◆ Task requirements
Recast every line of the data below as a numbered list, skipping any blank lines. Omit the pictures from your answer.

Pointing data:
▼
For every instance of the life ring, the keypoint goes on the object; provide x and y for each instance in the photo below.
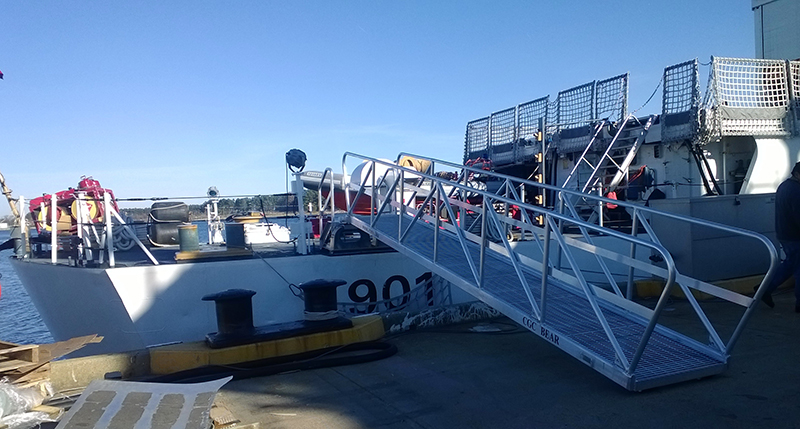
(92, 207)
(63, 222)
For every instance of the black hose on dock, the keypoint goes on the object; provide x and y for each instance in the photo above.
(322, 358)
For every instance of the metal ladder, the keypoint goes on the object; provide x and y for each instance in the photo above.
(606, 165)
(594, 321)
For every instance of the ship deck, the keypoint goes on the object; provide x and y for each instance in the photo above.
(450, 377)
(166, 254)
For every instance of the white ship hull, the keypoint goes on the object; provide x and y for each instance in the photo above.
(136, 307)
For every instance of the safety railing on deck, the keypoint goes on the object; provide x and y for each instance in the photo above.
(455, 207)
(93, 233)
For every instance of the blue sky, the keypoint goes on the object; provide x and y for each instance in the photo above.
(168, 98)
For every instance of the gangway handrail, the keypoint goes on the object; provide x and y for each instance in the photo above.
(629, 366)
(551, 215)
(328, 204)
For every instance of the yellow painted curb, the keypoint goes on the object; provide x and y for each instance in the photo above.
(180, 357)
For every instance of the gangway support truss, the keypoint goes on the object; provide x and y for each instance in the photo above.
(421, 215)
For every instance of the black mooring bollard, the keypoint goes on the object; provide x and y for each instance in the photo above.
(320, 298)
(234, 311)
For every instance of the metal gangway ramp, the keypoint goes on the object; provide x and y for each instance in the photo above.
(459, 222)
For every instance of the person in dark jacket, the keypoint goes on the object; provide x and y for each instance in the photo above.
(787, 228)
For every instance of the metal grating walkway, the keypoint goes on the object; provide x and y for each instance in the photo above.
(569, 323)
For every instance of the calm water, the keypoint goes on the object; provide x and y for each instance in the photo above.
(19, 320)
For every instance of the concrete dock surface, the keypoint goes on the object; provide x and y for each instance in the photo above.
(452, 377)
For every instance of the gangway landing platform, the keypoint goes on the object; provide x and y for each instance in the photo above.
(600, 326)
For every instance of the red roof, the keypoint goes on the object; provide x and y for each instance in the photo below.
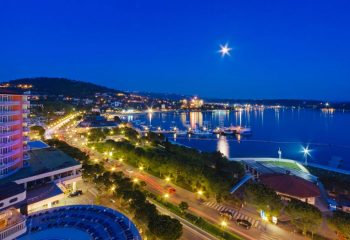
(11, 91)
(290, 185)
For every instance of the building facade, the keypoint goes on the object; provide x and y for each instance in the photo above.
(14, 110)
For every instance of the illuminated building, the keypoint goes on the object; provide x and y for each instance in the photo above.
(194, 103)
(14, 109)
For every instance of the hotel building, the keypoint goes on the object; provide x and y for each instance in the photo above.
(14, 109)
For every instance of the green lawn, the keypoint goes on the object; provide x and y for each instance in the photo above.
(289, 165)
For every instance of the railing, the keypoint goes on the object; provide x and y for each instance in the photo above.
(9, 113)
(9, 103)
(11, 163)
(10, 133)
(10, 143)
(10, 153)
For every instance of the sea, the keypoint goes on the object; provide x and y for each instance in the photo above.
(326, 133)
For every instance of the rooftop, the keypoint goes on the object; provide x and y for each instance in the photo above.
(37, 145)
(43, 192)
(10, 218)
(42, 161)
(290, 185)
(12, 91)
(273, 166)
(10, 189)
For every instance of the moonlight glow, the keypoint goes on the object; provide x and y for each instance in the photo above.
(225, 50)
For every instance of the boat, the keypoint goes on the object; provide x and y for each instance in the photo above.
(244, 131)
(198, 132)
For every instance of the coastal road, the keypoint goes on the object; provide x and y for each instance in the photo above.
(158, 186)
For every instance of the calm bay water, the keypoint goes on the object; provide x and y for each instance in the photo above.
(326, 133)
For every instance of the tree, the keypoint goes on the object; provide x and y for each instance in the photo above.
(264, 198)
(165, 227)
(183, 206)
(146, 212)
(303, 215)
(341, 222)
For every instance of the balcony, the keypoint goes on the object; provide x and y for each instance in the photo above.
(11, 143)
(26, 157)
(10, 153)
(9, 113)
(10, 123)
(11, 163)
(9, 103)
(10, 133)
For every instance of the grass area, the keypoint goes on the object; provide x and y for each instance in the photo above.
▲
◆ Answer to this problem
1. For every instance of the life ring, the keypoint goes on the object; provide x and y for each instance in the photo below.
2. (92, 207)
3. (63, 222)
4. For every instance of the black hose on dock, the keypoint goes on the object; provide x and y for each instance in the photo above.
5. (322, 358)
6. For every instance of the metal ladder, the keypoint goes on the object; provide x and y for each instance in the photo above.
7. (606, 165)
8. (594, 321)
9. For every instance of the ship deck, the keypoint goes on the object; provide x and y for each instance in the photo above.
10. (450, 377)
11. (166, 254)
12. For every instance of the white ship hull, the keypoint goes on the object; provide x and y for each instance in the photo above.
13. (136, 307)
14. For every instance of the safety railing on deck, the keypoint goes on the object; provide x and y for each instance in the photo above.
15. (455, 207)
16. (93, 233)
17. For every instance of the blue sky, the keypoint goes on the object; provide x and y for each instance in the photo above.
18. (168, 98)
19. For every instance of the gangway handrail, the keypoint goes on the object; provide x and y for each instance in the photo above.
20. (629, 366)
21. (551, 215)
22. (328, 204)
23. For every instance of the yellow painted curb, the keypoint goes on the object; provide x and y for each instance in the photo above.
24. (180, 357)
25. For every instance of the gangway support truss, the keypoint goes on the object; provide x and y for each instance in the photo above.
26. (421, 215)
27. For every instance of the black mooring bollard, the keypoint goes on the object; provide x and y for each instance in the photo above.
28. (320, 298)
29. (234, 311)
30. For every instance of the metal gangway ramp, the keypoint goes on the object; provide x and y for each instance in the photo above.
31. (459, 222)
32. For every instance of the person in dark jacket, the keypoint goes on the object; provide x and y for each instance in the photo above.
33. (787, 228)
34. For every instance of the metal grating walkway, the keypoint goes on the object; provide x and y for each instance in the photo above.
35. (569, 323)
36. For every instance of the calm water, the keypoint goes on the object; provide x and y for each instance in the photo above.
37. (19, 320)
38. For every instance of the concrete dock surface, the keypoint goes on the object; provide x and y for each instance in the photo above.
39. (452, 377)
40. For every instance of the gangway landing platform, the keypoint goes on the object; provide x and y for each instance in the photo above.
41. (600, 326)
42. For every instance of the red roof, the keypoint goes on the object; provide x and y for each instance in the photo below.
43. (11, 91)
44. (290, 185)
45. For every instance of the building facade, the keypoint goes on the object; provide x and y for each instance in the photo above.
46. (14, 110)
47. For every instance of the illuminated building, the keypoint goes on the object; provide x and y for each instance in the photo above.
48. (194, 103)
49. (14, 109)
50. For every instance of the hotel building, the keypoint goes on the object; provide x and y for each instance in the photo above.
51. (14, 109)
52. For every instance of the green lawn, the keypoint goes on the object; provide x and y for each instance in the photo above.
53. (289, 165)
54. For every instance of the railing, the keypoint goes on the object; provide x and y for each instance in the photo above.
55. (9, 113)
56. (9, 103)
57. (11, 163)
58. (10, 133)
59. (10, 143)
60. (10, 153)
61. For every instance of the sea, the keypoint goes on the object; provide x and y for each instance in the photo above.
62. (326, 133)
63. For every instance of the rooftop, the keypoint goes on the object; provide x and y for each instance in the photo above.
64. (37, 145)
65. (43, 192)
66. (10, 218)
67. (42, 161)
68. (290, 185)
69. (12, 91)
70. (273, 166)
71. (10, 189)
72. For every instance of the moonlight glow, the keypoint goes on the object; provide x and y for each instance in the photo above.
73. (225, 50)
74. For every instance of the boat, the keypoint goes on the object; provide x and y for each instance in the photo above.
75. (244, 131)
76. (198, 132)
77. For every instance of the coastal road, the keypoint goes on the object; provide x and y for each instance in the photo above.
78. (158, 186)
79. For every instance of the calm bay water, the keypoint goes on the object; provide x and y for each instance in the photo above.
80. (326, 133)
81. For every instance of the tree, the keypoint goes on the object; provide x and y for each instance in the photo above.
82. (264, 198)
83. (165, 227)
84. (183, 206)
85. (146, 212)
86. (303, 215)
87. (341, 222)
88. For every instance of the balcony, the keypoint goes on the object; provide x and y for each instance in the photo above.
89. (11, 143)
90. (26, 157)
91. (10, 153)
92. (9, 113)
93. (10, 123)
94. (11, 163)
95. (9, 103)
96. (10, 133)
97. For every instance of the grass area, the keypoint goes on the object; provide x and y for each instance in the photo above.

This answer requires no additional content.